■ THE RECORDS ■
%%

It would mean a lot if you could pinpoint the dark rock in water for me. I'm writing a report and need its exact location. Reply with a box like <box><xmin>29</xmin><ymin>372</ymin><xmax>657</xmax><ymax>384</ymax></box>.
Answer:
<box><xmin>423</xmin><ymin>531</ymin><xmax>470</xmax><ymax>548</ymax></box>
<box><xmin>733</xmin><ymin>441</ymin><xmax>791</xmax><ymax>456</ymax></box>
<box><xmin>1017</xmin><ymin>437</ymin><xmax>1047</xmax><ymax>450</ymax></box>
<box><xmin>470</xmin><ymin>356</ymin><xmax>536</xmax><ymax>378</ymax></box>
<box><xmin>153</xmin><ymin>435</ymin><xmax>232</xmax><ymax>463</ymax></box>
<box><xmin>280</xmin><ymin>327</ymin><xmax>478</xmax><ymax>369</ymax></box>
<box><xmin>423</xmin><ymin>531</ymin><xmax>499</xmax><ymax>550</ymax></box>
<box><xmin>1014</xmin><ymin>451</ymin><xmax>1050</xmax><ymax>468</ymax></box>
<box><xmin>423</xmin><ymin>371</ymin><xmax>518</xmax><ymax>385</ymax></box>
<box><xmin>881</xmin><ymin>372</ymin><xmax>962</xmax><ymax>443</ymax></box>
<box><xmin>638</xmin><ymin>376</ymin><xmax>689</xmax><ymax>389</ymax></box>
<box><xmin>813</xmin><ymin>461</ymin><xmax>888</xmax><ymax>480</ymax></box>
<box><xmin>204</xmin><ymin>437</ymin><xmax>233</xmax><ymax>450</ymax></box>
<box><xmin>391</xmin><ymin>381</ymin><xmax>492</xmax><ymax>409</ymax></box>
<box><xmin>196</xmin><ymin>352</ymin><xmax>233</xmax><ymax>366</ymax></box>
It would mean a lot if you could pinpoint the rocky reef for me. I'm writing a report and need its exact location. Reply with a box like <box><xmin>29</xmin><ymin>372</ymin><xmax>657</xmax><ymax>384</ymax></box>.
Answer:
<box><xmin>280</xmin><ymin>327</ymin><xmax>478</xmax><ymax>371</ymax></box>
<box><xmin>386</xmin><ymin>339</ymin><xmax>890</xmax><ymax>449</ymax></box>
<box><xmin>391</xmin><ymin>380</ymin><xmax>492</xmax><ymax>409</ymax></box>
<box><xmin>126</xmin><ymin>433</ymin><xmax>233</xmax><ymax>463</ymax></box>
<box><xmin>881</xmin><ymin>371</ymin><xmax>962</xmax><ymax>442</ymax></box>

%%

■ YOUR INSTRUCTIONS ■
Rewrite every line of the entries above as a numbered list, leaving out any blank lines.

■ TASK OUTPUT ■
1. It would mean a lot if you could pinpoint the dark rock in water for me. I'm writing a report and need its exact location. Reply with a box like <box><xmin>29</xmin><ymin>372</ymin><xmax>657</xmax><ymax>384</ymax></box>.
2. Answer:
3. <box><xmin>423</xmin><ymin>531</ymin><xmax>470</xmax><ymax>548</ymax></box>
4. <box><xmin>733</xmin><ymin>441</ymin><xmax>791</xmax><ymax>456</ymax></box>
5. <box><xmin>1017</xmin><ymin>437</ymin><xmax>1047</xmax><ymax>450</ymax></box>
6. <box><xmin>470</xmin><ymin>356</ymin><xmax>536</xmax><ymax>378</ymax></box>
7. <box><xmin>153</xmin><ymin>435</ymin><xmax>232</xmax><ymax>463</ymax></box>
8. <box><xmin>280</xmin><ymin>327</ymin><xmax>478</xmax><ymax>369</ymax></box>
9. <box><xmin>423</xmin><ymin>531</ymin><xmax>499</xmax><ymax>550</ymax></box>
10. <box><xmin>1014</xmin><ymin>451</ymin><xmax>1050</xmax><ymax>468</ymax></box>
11. <box><xmin>423</xmin><ymin>371</ymin><xmax>518</xmax><ymax>385</ymax></box>
12. <box><xmin>881</xmin><ymin>372</ymin><xmax>962</xmax><ymax>443</ymax></box>
13. <box><xmin>638</xmin><ymin>376</ymin><xmax>689</xmax><ymax>389</ymax></box>
14. <box><xmin>813</xmin><ymin>461</ymin><xmax>888</xmax><ymax>480</ymax></box>
15. <box><xmin>204</xmin><ymin>437</ymin><xmax>233</xmax><ymax>450</ymax></box>
16. <box><xmin>391</xmin><ymin>381</ymin><xmax>492</xmax><ymax>409</ymax></box>
17. <box><xmin>196</xmin><ymin>352</ymin><xmax>233</xmax><ymax>366</ymax></box>
18. It would mean a lot if you could pinpoint the rocky reef for me. I'm writing a report and need its exact location. Reply with a box like <box><xmin>29</xmin><ymin>372</ymin><xmax>657</xmax><ymax>384</ymax></box>.
19. Answer:
20. <box><xmin>280</xmin><ymin>327</ymin><xmax>478</xmax><ymax>371</ymax></box>
21. <box><xmin>386</xmin><ymin>339</ymin><xmax>890</xmax><ymax>449</ymax></box>
22. <box><xmin>391</xmin><ymin>380</ymin><xmax>492</xmax><ymax>409</ymax></box>
23. <box><xmin>126</xmin><ymin>433</ymin><xmax>233</xmax><ymax>463</ymax></box>
24. <box><xmin>881</xmin><ymin>371</ymin><xmax>962</xmax><ymax>442</ymax></box>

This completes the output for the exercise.